### WHAT THE TASK REQUIRES
Arrange every line of the entries below as a Markdown table with the columns Row and Line. Number each line in order, and leave out any blank lines.
[Start DATASET EXCERPTS]
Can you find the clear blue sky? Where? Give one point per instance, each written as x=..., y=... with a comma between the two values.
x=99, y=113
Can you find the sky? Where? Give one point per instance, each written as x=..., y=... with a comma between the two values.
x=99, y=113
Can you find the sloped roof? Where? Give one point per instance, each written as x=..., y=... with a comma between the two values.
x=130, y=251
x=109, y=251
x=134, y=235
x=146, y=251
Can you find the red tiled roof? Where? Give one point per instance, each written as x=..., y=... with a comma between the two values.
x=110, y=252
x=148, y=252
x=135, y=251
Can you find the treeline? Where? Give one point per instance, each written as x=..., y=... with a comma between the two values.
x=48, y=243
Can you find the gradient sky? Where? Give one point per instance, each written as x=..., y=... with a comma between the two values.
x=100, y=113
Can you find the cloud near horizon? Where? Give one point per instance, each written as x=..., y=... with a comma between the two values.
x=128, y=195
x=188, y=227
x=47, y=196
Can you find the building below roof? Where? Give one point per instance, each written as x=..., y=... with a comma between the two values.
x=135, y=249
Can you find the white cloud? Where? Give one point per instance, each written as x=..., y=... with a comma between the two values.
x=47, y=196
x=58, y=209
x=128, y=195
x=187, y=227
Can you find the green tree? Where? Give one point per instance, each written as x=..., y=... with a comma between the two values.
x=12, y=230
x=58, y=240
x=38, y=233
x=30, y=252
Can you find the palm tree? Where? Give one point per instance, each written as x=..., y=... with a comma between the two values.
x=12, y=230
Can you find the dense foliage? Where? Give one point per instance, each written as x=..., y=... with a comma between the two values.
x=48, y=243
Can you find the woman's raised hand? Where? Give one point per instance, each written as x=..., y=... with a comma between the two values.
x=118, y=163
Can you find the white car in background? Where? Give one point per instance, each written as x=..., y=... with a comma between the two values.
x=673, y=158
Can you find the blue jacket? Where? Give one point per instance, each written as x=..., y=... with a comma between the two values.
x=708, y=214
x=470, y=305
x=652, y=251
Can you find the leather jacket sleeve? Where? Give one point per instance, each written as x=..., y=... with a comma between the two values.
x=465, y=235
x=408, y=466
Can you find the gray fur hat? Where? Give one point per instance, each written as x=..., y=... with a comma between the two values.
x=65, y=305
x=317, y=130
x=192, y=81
[End DATASET EXCERPTS]
### RESULT BELOW
| Row | Line |
|---|---|
| 1 | Can you find the clear blue sky? Where? Give one point per instance, each written as x=..., y=... with a comma between the two values. |
| 2 | x=99, y=113 |
| 3 | Can you find the sky? Where? Give one point per instance, each written as x=..., y=... with a comma between the two values. |
| 4 | x=99, y=113 |
| 5 | Can you find the sloped roof? Where? Give one point per instance, each written as x=..., y=... with a comma between the two values. |
| 6 | x=130, y=251 |
| 7 | x=109, y=251 |
| 8 | x=134, y=235 |
| 9 | x=146, y=251 |
| 10 | Can you find the red tiled roof? Where? Give one point per instance, each written as x=..., y=... with a comma between the two values. |
| 11 | x=110, y=252 |
| 12 | x=148, y=252 |
| 13 | x=135, y=251 |
| 14 | Can you find the treeline? Where? Give one point per instance, each written as x=..., y=... with a comma between the two values. |
| 15 | x=48, y=243 |
| 16 | Can you find the gradient sky? Where? Give one point per instance, each written as x=..., y=... with a comma between the two values. |
| 17 | x=100, y=113 |
| 18 | Can you find the cloud near horizon? Where? Give one point per instance, each written as x=..., y=... with a comma between the two values. |
| 19 | x=128, y=195 |
| 20 | x=188, y=227 |
| 21 | x=47, y=196 |
| 22 | Can you find the building below roof? Where? Give one point per instance, each written as x=..., y=... with a comma between the two values. |
| 23 | x=135, y=249 |
| 24 | Can you find the white cloud? Where? Give one point per instance, each written as x=..., y=... with a comma between the two values. |
| 25 | x=47, y=196 |
| 26 | x=58, y=209 |
| 27 | x=128, y=195 |
| 28 | x=187, y=227 |
| 29 | Can you find the green tree? Where? Give one point per instance, each written as x=..., y=... with a comma between the two values. |
| 30 | x=12, y=230 |
| 31 | x=58, y=240 |
| 32 | x=38, y=233 |
| 33 | x=30, y=252 |
| 34 | Can you find the palm tree? Where? Give one point per instance, each written as x=..., y=... with a comma between the two values. |
| 35 | x=12, y=230 |
| 36 | Can you find the dense foliage? Where? Give one point per instance, each written as x=..., y=... with a comma between the two values. |
| 37 | x=48, y=243 |
| 38 | Can you find the woman's raised hand? Where? Give one point per instance, each written as x=..., y=... with a comma between the two values. |
| 39 | x=118, y=163 |
| 40 | Can you find the white car in background? Where? Give one point per instance, each written as x=..., y=... with a comma between the two values. |
| 41 | x=673, y=158 |
| 42 | Can you find the blue jacket? Where? Give one point per instance, each written as x=..., y=... with a comma between the two values. |
| 43 | x=708, y=214 |
| 44 | x=470, y=305 |
| 45 | x=652, y=251 |
| 46 | Can you find the leather jacket sleeve? Where? Give one point per instance, each written as x=..., y=... with a comma between the two values. |
| 47 | x=465, y=235 |
| 48 | x=408, y=466 |
| 49 | Can you find the gray fur hat? Where? Give one point per instance, each written as x=..., y=... with a comma between the two values. |
| 50 | x=65, y=305 |
| 51 | x=317, y=130 |
| 52 | x=192, y=81 |